Data taken from a collection:

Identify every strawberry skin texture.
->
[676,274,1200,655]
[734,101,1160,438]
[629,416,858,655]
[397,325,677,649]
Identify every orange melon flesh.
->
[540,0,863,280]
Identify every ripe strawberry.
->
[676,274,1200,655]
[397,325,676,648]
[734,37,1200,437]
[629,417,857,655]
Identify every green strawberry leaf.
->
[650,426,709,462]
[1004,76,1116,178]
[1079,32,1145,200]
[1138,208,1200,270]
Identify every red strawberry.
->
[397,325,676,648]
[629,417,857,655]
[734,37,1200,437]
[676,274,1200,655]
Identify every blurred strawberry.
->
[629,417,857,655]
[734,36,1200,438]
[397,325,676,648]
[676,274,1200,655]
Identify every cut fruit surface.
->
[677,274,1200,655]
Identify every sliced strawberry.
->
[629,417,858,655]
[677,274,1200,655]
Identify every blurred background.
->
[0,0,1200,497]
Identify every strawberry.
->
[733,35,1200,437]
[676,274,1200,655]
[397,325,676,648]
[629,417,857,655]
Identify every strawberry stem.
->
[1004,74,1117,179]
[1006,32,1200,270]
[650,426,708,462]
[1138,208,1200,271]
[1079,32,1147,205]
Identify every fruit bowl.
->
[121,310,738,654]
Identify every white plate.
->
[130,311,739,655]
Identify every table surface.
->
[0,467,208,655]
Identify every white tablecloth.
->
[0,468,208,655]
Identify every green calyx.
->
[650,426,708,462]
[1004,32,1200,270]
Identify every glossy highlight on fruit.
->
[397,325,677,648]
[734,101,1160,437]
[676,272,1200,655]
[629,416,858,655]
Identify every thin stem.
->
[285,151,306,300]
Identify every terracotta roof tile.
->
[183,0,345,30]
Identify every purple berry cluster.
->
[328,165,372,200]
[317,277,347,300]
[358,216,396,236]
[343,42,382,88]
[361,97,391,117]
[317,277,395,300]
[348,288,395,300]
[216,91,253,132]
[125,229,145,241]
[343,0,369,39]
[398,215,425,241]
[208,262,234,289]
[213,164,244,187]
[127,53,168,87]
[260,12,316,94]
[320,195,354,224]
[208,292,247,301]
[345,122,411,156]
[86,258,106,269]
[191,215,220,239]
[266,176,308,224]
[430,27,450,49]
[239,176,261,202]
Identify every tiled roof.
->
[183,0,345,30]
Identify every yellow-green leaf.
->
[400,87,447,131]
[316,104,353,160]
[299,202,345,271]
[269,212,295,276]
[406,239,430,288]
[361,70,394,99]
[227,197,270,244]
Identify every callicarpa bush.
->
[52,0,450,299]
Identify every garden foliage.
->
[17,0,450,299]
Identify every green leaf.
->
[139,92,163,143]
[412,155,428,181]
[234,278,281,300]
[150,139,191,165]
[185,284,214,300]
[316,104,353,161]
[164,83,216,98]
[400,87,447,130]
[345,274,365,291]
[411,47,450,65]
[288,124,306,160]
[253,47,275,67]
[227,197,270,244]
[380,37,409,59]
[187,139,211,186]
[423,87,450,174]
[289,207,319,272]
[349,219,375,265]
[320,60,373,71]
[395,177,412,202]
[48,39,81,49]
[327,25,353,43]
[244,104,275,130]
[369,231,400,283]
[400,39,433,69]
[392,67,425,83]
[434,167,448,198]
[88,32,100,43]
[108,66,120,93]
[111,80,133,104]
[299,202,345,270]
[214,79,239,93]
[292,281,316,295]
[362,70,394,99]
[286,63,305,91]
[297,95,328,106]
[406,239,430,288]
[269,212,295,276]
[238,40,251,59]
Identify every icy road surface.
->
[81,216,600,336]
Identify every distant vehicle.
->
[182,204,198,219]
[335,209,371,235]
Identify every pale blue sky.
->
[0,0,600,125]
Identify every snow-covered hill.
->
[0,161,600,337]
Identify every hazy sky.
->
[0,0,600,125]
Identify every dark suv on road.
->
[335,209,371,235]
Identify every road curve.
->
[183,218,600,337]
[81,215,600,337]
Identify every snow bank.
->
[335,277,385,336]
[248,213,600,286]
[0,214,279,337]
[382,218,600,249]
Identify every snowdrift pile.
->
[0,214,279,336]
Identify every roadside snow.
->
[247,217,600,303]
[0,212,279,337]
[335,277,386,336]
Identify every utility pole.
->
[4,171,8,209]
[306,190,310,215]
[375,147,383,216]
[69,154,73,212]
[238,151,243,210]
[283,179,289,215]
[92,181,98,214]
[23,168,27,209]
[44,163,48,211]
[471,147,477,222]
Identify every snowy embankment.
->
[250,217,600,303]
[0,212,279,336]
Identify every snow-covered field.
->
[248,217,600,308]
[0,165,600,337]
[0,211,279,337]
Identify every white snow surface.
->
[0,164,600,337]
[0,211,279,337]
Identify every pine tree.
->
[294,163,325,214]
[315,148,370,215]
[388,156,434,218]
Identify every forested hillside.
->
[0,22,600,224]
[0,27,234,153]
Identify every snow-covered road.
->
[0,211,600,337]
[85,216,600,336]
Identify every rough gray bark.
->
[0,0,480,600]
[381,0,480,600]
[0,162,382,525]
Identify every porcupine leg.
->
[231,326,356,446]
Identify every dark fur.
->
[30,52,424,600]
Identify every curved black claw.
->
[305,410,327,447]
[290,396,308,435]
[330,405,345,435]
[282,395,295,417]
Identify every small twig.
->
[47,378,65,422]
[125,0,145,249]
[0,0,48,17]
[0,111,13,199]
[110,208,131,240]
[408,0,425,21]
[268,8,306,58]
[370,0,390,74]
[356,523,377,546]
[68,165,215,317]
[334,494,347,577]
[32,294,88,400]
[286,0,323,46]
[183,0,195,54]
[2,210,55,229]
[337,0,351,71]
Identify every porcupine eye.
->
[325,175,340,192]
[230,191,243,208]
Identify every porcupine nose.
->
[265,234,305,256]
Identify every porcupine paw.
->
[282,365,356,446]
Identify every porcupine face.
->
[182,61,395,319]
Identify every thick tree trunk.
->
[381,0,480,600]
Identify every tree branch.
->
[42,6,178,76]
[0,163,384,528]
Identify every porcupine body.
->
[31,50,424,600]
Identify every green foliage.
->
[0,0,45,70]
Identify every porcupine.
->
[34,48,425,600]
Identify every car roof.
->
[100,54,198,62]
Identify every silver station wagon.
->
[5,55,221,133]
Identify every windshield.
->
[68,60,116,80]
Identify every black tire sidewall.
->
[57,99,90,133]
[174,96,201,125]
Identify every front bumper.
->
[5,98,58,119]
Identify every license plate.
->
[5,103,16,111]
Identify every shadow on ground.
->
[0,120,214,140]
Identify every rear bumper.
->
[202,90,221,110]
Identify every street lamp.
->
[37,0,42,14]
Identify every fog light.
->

▶ _Task instructions_: Rewrite every line of the material above as a JSON list of strings, one string per line, with blank lines omitted.

▶ _Reply_:
[
  "Identify every strawberry skin texture.",
  "->",
  "[676,274,1200,655]",
  "[734,101,1160,438]",
  "[629,416,858,655]",
  "[397,325,677,649]",
  "Identify every orange melon flesh.",
  "->",
  "[540,0,863,280]",
  "Identify every ripe strawberry.",
  "->",
  "[676,274,1200,655]",
  "[397,325,676,648]",
  "[734,37,1200,437]",
  "[629,417,857,655]",
  "Identify every green strawberry leaf.",
  "->",
  "[650,426,709,462]",
  "[1004,76,1116,178]",
  "[1079,32,1145,200]",
  "[1138,208,1200,270]",
  "Identify every red strawberry.",
  "->",
  "[397,325,676,648]",
  "[629,417,857,655]",
  "[734,37,1200,437]",
  "[676,274,1200,655]",
  "Identify every blurred strawberry.",
  "->",
  "[629,417,857,655]",
  "[734,36,1200,438]",
  "[397,325,676,648]",
  "[676,274,1200,655]",
  "Identify every cut fruit surface.",
  "->",
  "[677,274,1200,655]",
  "Identify every sliced strawberry.",
  "->",
  "[629,417,858,655]",
  "[677,274,1200,655]",
  "Identify every blurred background.",
  "->",
  "[0,0,1200,497]",
  "Identify every strawberry.",
  "->",
  "[733,35,1200,437]",
  "[676,274,1200,655]",
  "[397,325,676,648]",
  "[629,417,857,655]",
  "Identify every strawberry stem.",
  "->",
  "[1004,74,1117,179]",
  "[1006,32,1200,270]",
  "[650,426,708,462]",
  "[1138,208,1200,271]",
  "[1079,32,1147,205]",
  "Identify every fruit bowl.",
  "->",
  "[121,310,738,654]",
  "Identify every white plate.",
  "->",
  "[130,311,739,655]",
  "Identify every table surface.",
  "->",
  "[0,467,208,655]",
  "Identify every white tablecloth.",
  "->",
  "[0,468,208,655]",
  "Identify every green calyx.",
  "->",
  "[650,426,708,462]",
  "[1004,32,1200,270]",
  "Identify every glossy highlight on fruit.",
  "->",
  "[397,325,677,648]",
  "[734,101,1160,437]",
  "[676,272,1200,655]",
  "[629,416,858,655]",
  "Identify every thin stem.",
  "->",
  "[285,151,306,300]",
  "Identify every terracotta roof tile.",
  "->",
  "[183,0,345,30]",
  "Identify every purple berry cluster.",
  "->",
  "[328,165,372,200]",
  "[317,277,347,300]",
  "[358,216,396,236]",
  "[343,42,382,88]",
  "[361,97,391,117]",
  "[317,277,395,300]",
  "[348,288,395,300]",
  "[216,91,253,132]",
  "[125,229,145,241]",
  "[343,0,369,39]",
  "[398,215,425,241]",
  "[208,262,234,289]",
  "[213,164,244,187]",
  "[127,53,168,87]",
  "[260,12,316,94]",
  "[320,195,354,224]",
  "[208,292,247,301]",
  "[345,122,411,156]",
  "[86,258,106,269]",
  "[191,215,220,239]",
  "[266,176,308,224]",
  "[430,27,450,49]",
  "[239,176,261,202]",
  "Identify every tiled roof.",
  "->",
  "[183,0,345,30]",
  "Identify every yellow-green leaf.",
  "->",
  "[400,87,447,131]",
  "[316,104,353,160]",
  "[299,202,345,271]",
  "[269,212,295,276]",
  "[406,239,430,288]",
  "[361,70,394,99]",
  "[227,197,270,244]",
  "Identify every callicarpa bush.",
  "->",
  "[52,0,450,299]",
  "Identify every garden foliage.",
  "->",
  "[17,0,450,299]",
  "Identify every green leaf.",
  "->",
  "[139,92,163,143]",
  "[412,155,428,181]",
  "[234,278,281,300]",
  "[150,139,191,165]",
  "[185,284,214,300]",
  "[316,104,353,161]",
  "[164,83,216,98]",
  "[400,87,447,130]",
  "[345,274,365,291]",
  "[411,47,450,65]",
  "[288,124,306,160]",
  "[253,47,275,67]",
  "[227,197,270,244]",
  "[380,37,409,59]",
  "[187,139,211,186]",
  "[423,87,450,174]",
  "[289,207,319,272]",
  "[349,219,375,265]",
  "[320,60,373,71]",
  "[395,177,412,202]",
  "[48,39,81,49]",
  "[327,25,353,43]",
  "[244,104,275,130]",
  "[369,231,400,283]",
  "[400,39,433,69]",
  "[392,67,425,83]",
  "[434,167,448,198]",
  "[88,32,100,43]",
  "[108,66,120,93]",
  "[111,80,133,104]",
  "[299,202,345,270]",
  "[214,79,239,93]",
  "[292,281,316,295]",
  "[362,70,394,99]",
  "[286,63,305,91]",
  "[297,95,328,106]",
  "[406,239,430,288]",
  "[269,212,295,276]",
  "[238,40,251,59]",
  "Identify every icy road surface.",
  "->",
  "[81,216,600,336]",
  "Identify every distant vehicle.",
  "->",
  "[182,204,198,219]",
  "[335,209,371,235]",
  "Identify every pale blue sky.",
  "->",
  "[0,0,600,125]",
  "Identify every snow-covered hill.",
  "->",
  "[0,161,600,337]",
  "Identify every hazy sky.",
  "->",
  "[0,0,600,125]",
  "Identify every dark suv on road.",
  "->",
  "[335,209,371,235]",
  "Identify every road curve.",
  "->",
  "[183,218,600,337]",
  "[81,215,600,337]",
  "Identify every snow bank.",
  "->",
  "[335,277,385,336]",
  "[248,213,600,286]",
  "[0,214,279,337]",
  "[382,218,600,249]",
  "Identify every snowdrift pile.",
  "->",
  "[0,214,279,336]",
  "Identify every roadside snow.",
  "->",
  "[247,217,600,303]",
  "[0,212,279,337]",
  "[335,277,386,336]",
  "Identify every utility pole.",
  "->",
  "[4,171,8,209]",
  "[306,190,310,215]",
  "[375,147,383,216]",
  "[69,154,73,212]",
  "[238,151,243,210]",
  "[283,179,289,215]",
  "[92,181,98,214]",
  "[23,168,27,209]",
  "[44,163,48,211]",
  "[471,147,477,222]",
  "Identify every snowy embankment.",
  "->",
  "[250,217,600,303]",
  "[0,212,279,336]",
  "Identify every snow-covered field.",
  "->",
  "[248,217,600,308]",
  "[0,165,600,337]",
  "[0,211,279,337]",
  "Identify every white snow surface.",
  "->",
  "[0,164,600,337]",
  "[0,211,279,337]",
  "Identify every pine tree.",
  "->",
  "[294,163,325,214]",
  "[315,148,370,215]",
  "[388,156,434,218]",
  "Identify every forested hillside.",
  "->",
  "[0,22,600,224]",
  "[0,27,234,153]",
  "Identify every snow-covered road.",
  "->",
  "[0,211,600,337]",
  "[85,216,600,336]",
  "Identify every rough gray bark.",
  "->",
  "[0,0,480,600]",
  "[381,0,480,600]",
  "[0,162,382,525]",
  "Identify every porcupine leg.",
  "->",
  "[231,326,356,446]",
  "Identify every dark fur.",
  "->",
  "[30,52,424,600]",
  "Identify every curved black claw.",
  "->",
  "[305,410,327,447]",
  "[290,396,308,435]",
  "[330,405,345,435]",
  "[282,395,295,417]",
  "Identify every small twig.",
  "->",
  "[47,378,65,422]",
  "[125,0,145,249]",
  "[0,0,48,17]",
  "[0,111,13,199]",
  "[110,208,131,240]",
  "[408,0,425,21]",
  "[268,8,306,58]",
  "[370,0,390,74]",
  "[356,523,377,546]",
  "[68,165,215,317]",
  "[334,494,347,577]",
  "[32,294,88,400]",
  "[286,0,323,46]",
  "[183,0,195,54]",
  "[2,210,55,229]",
  "[337,0,351,71]",
  "Identify every porcupine eye.",
  "->",
  "[325,175,340,192]",
  "[230,191,243,208]",
  "Identify every porcupine nose.",
  "->",
  "[265,234,305,256]",
  "Identify every porcupine paw.",
  "->",
  "[282,365,356,446]",
  "Identify every porcupine face.",
  "->",
  "[182,61,395,319]",
  "Identify every thick tree trunk.",
  "->",
  "[381,0,480,600]",
  "Identify every tree branch.",
  "->",
  "[42,6,178,76]",
  "[0,163,384,528]",
  "Identify every porcupine body.",
  "->",
  "[31,50,424,600]",
  "Identify every green foliage.",
  "->",
  "[0,0,45,70]",
  "Identify every porcupine.",
  "->",
  "[34,48,425,600]",
  "Identify every car roof.",
  "->",
  "[100,54,198,62]",
  "Identify every silver station wagon.",
  "->",
  "[5,55,221,133]",
  "Identify every windshield.",
  "->",
  "[68,60,116,80]",
  "Identify every black tire sidewall.",
  "->",
  "[57,99,90,133]",
  "[174,96,201,125]",
  "Identify every front bumper.",
  "->",
  "[5,98,58,119]",
  "Identify every license plate.",
  "->",
  "[5,103,16,111]",
  "Identify every shadow on ground.",
  "->",
  "[0,120,214,140]",
  "Identify every rear bumper.",
  "->",
  "[202,90,221,110]",
  "Identify every street lamp.",
  "->",
  "[37,0,42,14]",
  "Identify every fog light.",
  "->"
]